[Outline records]
▬▬▬
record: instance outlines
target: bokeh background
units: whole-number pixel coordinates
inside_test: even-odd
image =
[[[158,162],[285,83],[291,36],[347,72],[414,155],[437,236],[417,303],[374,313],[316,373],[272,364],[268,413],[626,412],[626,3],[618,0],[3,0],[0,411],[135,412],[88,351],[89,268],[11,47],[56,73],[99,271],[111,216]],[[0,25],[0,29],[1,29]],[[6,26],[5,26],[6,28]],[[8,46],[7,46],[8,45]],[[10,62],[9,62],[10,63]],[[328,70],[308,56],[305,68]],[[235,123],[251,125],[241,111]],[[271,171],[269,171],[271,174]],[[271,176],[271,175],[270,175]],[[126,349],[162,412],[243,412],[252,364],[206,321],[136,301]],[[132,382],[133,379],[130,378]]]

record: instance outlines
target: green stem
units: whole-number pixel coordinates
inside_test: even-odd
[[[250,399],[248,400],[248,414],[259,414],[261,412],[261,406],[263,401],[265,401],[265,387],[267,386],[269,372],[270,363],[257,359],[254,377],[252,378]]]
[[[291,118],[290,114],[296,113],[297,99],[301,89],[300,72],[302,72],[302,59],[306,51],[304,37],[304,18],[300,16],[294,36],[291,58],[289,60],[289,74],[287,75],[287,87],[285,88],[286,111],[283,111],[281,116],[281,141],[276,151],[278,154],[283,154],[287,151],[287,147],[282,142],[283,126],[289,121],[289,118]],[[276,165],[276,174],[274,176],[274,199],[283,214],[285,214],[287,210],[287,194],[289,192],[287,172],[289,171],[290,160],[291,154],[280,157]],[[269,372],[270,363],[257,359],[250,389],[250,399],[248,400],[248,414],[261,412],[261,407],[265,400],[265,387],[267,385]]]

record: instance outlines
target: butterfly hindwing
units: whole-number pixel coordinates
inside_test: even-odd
▬▬▬
Given exercise |
Reproduce the entire listing above word for word, keeping every line unchanged.

Response |
record: instance outlines
target: bokeh background
units: whole-number pixel coordinates
inside_test: even-odd
image =
[[[158,162],[285,83],[291,36],[347,72],[414,155],[437,236],[417,303],[374,313],[316,373],[272,364],[268,413],[626,412],[626,3],[618,0],[3,0],[0,411],[135,412],[88,351],[89,268],[11,47],[56,73],[99,271],[111,216]],[[0,25],[0,29],[1,29]],[[6,26],[5,26],[6,28]],[[8,46],[7,46],[8,45]],[[10,62],[9,62],[10,63]],[[328,70],[308,56],[305,68]],[[235,123],[251,125],[241,111]],[[271,171],[269,171],[271,174]],[[271,176],[271,175],[270,175]],[[126,349],[162,412],[243,412],[252,364],[206,321],[136,301]],[[132,382],[133,379],[130,378]]]

record: instance outlines
target: green stem
units: whole-number pixel coordinates
inside_test: even-odd
[[[250,399],[248,400],[248,414],[259,414],[261,412],[261,406],[263,401],[265,401],[265,387],[267,386],[269,372],[270,363],[257,359],[254,377],[252,378]]]
[[[291,118],[290,114],[296,113],[297,99],[301,89],[300,72],[302,72],[302,59],[306,51],[304,37],[304,18],[300,16],[294,36],[291,58],[289,60],[289,74],[287,75],[287,87],[285,88],[286,111],[283,111],[281,116],[281,141],[276,151],[278,154],[283,154],[287,151],[287,147],[282,142],[283,126],[289,121],[289,118]],[[276,165],[276,174],[274,176],[274,199],[283,214],[285,214],[287,210],[287,194],[289,192],[287,172],[289,171],[290,160],[291,154],[280,157]],[[269,372],[270,363],[257,359],[250,389],[250,399],[248,400],[248,414],[261,412],[261,407],[265,400],[265,387],[267,385]]]

record: instance outlines
target: butterfly hindwing
units: whole-number pixel coordinates
inside_test: even-odd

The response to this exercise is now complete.